[Task to carry out]:
Revise the listing below so that every occurrence of "visible outline" reads "visible boundary", with all other text left intact. Omit the pictures from your version.

[Input data]:
-*-
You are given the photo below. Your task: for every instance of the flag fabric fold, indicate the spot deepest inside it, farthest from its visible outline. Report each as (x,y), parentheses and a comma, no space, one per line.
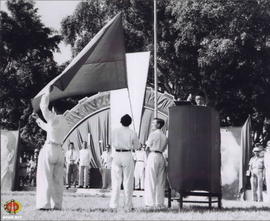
(100,66)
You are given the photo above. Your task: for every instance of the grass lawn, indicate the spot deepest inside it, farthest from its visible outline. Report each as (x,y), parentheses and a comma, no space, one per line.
(90,207)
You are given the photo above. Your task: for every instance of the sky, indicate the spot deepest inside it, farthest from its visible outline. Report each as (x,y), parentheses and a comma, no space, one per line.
(52,12)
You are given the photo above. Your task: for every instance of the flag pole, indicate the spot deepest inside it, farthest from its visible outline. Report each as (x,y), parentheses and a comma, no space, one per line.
(155,58)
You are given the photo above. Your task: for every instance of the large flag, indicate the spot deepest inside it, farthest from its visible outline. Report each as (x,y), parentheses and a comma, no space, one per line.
(100,66)
(132,101)
(246,146)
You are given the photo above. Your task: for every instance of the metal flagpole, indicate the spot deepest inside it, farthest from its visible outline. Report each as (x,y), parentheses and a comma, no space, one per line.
(155,57)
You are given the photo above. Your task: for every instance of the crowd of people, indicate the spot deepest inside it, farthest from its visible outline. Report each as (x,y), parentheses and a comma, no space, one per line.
(124,162)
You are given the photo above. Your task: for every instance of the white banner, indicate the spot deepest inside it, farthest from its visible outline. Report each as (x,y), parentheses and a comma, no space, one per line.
(230,154)
(137,71)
-*-
[Solution for this problem]:
You are given the photo below. Your task: for every instance of the flag fabric fold, indicate the spot deepest inside it, farthest from its visible boundary. Report each as (x,y), parentheses and a comma, no space, one per line.
(100,66)
You are given the photo above. Your task: for every instance of the grass lawn, indicate the spot deepest inside it, farthest from its visible boundary. Report each as (x,y), parentheses and a comma, no space, one per line.
(90,207)
You are given the photo above. Your task: for every instance of the sky, indicate the spot deepest inside it, farthest from its visible boundary. Report each as (x,y), parentheses and a comma, no space, one per line.
(52,12)
You are given the photo above. Your task: for every instance of the flag pole, indicate the spot deepest inside it, farthest from its visible boundary. Report each as (x,y), parentheses and a comma, no space, one per line.
(155,58)
You are given the photo above. Your task: for every instance of the large flag, indicate the spot deepest inside it, farthest from its visible boundary. Report each as (x,y), parentheses and a comma, no space, one per line.
(100,66)
(132,101)
(246,146)
You are given the photo above. Your task: for every instance of the metal flagpole, indicate the spot deepest inside it, farthest from its visible boundary. Report each as (x,y), parentheses and a comma, no space, one per line.
(155,57)
You are given the photo above. Your task: for every instance of the crowd of people, indicate the spot deepest inside it, farthest from its visible boundary. Report each as (x,y), parentheses and a comma, no space, one per line.
(124,162)
You are given the photo above. Your task: for every instance of the white banner, indicate the spot deepest inside it, farthest from its visible boundary. Report each as (x,y), parentheses and a comma, no space, one per line.
(230,154)
(137,71)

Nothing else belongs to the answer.